TASK DATA:
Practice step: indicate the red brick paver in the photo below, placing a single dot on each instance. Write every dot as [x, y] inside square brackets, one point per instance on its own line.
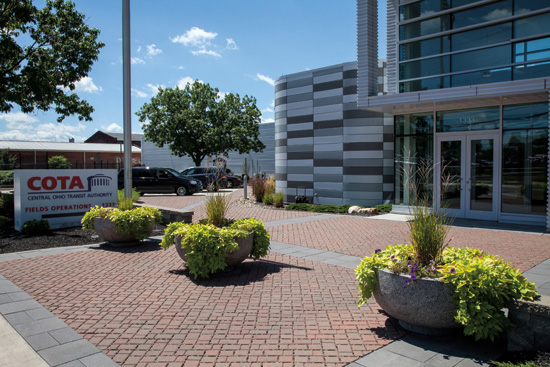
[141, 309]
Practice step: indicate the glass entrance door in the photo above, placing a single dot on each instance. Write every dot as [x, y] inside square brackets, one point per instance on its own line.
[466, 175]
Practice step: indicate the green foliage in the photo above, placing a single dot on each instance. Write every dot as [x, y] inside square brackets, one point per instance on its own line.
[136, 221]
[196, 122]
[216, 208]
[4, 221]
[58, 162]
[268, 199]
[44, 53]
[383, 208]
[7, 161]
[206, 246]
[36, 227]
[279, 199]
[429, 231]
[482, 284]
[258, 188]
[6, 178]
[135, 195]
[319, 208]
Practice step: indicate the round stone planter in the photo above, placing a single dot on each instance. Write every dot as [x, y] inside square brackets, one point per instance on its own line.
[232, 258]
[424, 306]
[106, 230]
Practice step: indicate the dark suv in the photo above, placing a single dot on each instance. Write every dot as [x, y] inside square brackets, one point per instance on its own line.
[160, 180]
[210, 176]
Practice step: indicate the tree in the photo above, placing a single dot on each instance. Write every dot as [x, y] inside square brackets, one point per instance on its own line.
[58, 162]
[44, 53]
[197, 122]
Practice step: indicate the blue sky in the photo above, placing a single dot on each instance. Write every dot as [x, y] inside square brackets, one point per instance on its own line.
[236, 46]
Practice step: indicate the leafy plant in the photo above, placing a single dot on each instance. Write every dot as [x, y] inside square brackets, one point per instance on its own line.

---

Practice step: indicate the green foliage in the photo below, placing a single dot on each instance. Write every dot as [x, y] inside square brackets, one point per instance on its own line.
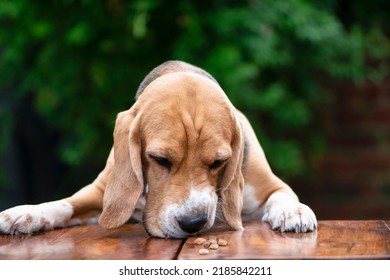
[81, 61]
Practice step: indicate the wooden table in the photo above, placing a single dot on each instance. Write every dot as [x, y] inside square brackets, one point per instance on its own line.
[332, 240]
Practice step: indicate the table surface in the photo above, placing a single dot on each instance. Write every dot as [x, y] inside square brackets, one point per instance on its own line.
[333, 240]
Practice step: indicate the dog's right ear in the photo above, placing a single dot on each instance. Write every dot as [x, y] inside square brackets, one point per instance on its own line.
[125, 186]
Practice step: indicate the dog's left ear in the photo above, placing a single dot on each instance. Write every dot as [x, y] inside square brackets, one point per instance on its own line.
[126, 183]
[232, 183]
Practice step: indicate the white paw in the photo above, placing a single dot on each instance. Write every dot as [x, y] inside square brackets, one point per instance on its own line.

--

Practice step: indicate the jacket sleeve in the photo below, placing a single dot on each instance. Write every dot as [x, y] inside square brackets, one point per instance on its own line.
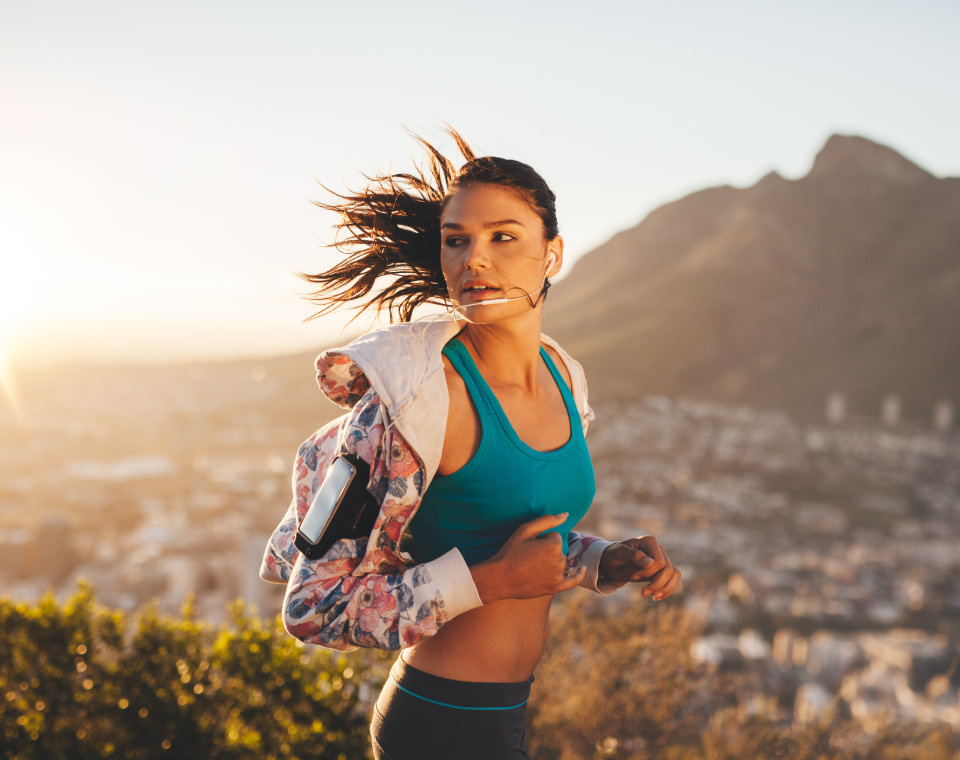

EXERCISE:
Send back an exact copy of only the lines from the line with "Practice step: indicate the round" up to and including the line with "Practice step: indicate the leafy" in the data above.

WRITTEN ANSWER:
Practice step: indicate the round stone planter in the photo above, placing a single dot on each instance. Write every dot as [x, y] inside square brackets, one point per instance on its own line.
[232, 258]
[424, 306]
[106, 230]
Practice step: indicate the dark suv in the photo above, placing a single dot on each instance. Write every dot as [x, y] inside square brackets, one point per instance on its own line.
[160, 180]
[210, 176]
Practice step: indicate the tree in the photo above, placing a single dot on each instance. Write every dot as [x, y] inside square brackets, one point per instance on its own line.
[58, 162]
[44, 53]
[197, 122]
Practice step: indicate the blue sky in the photo above, placing a single dot on each instance. Write every dot as [x, y] inside square brackets, one point per instance on its own line.
[236, 46]
Practice step: indicate the leafy plant in the photo above, placing a single dot on each instance. Write every dot as [x, y] inside square brackets, one point per instance on its own line.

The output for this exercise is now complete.